**Work to do:**
Reproduce everything in the records below, word for word, from the line containing "Exercise. Find the owl's yellow" down to the last line of the records.

-- BEGIN --

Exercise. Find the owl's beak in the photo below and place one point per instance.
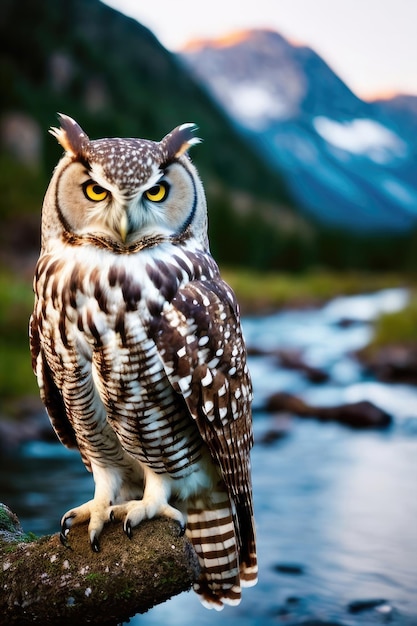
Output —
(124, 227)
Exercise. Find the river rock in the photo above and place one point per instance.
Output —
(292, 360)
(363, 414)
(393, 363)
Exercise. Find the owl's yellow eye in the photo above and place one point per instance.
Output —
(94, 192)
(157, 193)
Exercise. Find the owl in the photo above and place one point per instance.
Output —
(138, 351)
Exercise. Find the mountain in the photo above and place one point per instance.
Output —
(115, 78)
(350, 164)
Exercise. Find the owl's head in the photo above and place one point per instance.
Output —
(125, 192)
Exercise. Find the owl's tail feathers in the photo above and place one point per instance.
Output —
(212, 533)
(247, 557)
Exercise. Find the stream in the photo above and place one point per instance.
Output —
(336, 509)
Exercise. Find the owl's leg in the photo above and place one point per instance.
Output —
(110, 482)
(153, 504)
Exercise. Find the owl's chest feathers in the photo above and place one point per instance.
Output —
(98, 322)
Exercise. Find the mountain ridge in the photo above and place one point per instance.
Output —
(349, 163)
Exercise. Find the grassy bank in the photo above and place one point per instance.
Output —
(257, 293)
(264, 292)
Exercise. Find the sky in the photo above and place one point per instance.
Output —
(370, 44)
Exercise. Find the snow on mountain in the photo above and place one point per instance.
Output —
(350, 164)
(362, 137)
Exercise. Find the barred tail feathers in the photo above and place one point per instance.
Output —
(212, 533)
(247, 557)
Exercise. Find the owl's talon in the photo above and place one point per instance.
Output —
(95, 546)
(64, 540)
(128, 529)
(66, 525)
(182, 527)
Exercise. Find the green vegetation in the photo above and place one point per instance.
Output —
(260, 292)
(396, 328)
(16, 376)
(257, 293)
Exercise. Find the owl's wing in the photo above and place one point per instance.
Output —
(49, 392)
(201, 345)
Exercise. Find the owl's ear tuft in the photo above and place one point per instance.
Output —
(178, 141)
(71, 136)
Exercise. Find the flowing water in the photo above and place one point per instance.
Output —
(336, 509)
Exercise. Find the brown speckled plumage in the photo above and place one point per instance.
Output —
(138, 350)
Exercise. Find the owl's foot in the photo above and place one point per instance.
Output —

-- END --

**Answer for this exercise:**
Exercise. Find the owl's yellow eye in the photo above and place one point per instance.
Output —
(94, 192)
(157, 193)
Exercise. Find the owl in the photo above and place one point per instance.
Output —
(138, 351)
Exercise. Find the mountain in the photo above and place one point per instance.
Output —
(115, 78)
(350, 164)
Exercise. Find the owl's head in the photo above and place one point per instance.
Output —
(125, 192)
Exercise. Find the owl's tail feathers in the photo above and place one point per instance.
Output —
(212, 533)
(247, 557)
Exercise. Find the stream in the photo above and place one point per instance.
Output —
(336, 509)
Exercise. Find the owl's leg in the photo above and place one point per instance.
Output —
(110, 482)
(153, 504)
Exercise. Find the owl's chest feathers in the photo above and place one point per instance.
Output —
(98, 322)
Exercise. Find the mountain ridge in the photo above and place one point per instance.
Output —
(349, 163)
Exercise. Find the grassy bank in the photo above and place one point per instance.
Output —
(257, 293)
(264, 292)
Exercise. Find the sky in the photo above and place one point per instance.
Output —
(370, 44)
Exercise. Find the snow on mountain in the photo above and place one point per instance.
Output —
(350, 164)
(362, 137)
Exercise. Find the barred tail feathers in the photo above and place one point per instance.
Output —
(212, 533)
(247, 557)
Exercise. Find the owl's talon in the photo above and place one point per instance.
Output —
(95, 546)
(64, 540)
(128, 529)
(66, 525)
(182, 527)
Exercise. Find the green vegetation in the photo above and place one point per instance.
Output —
(260, 292)
(396, 328)
(16, 376)
(257, 293)
Exercise. Find the owl's wing in the photo above and place one point per instance.
Output —
(49, 392)
(201, 345)
Exercise. Find the owl's ear tuft in the photo above and place one point per instance.
Output —
(178, 141)
(71, 136)
Exercise. Find the flowing water in the photo above and place one point per instance.
Output —
(336, 509)
Exercise. Find the brown speckled plumage in the photo above and place one point per instance.
Output —
(138, 350)
Exercise. Find the owl's foot in the photo above and place one point per instance.
Output —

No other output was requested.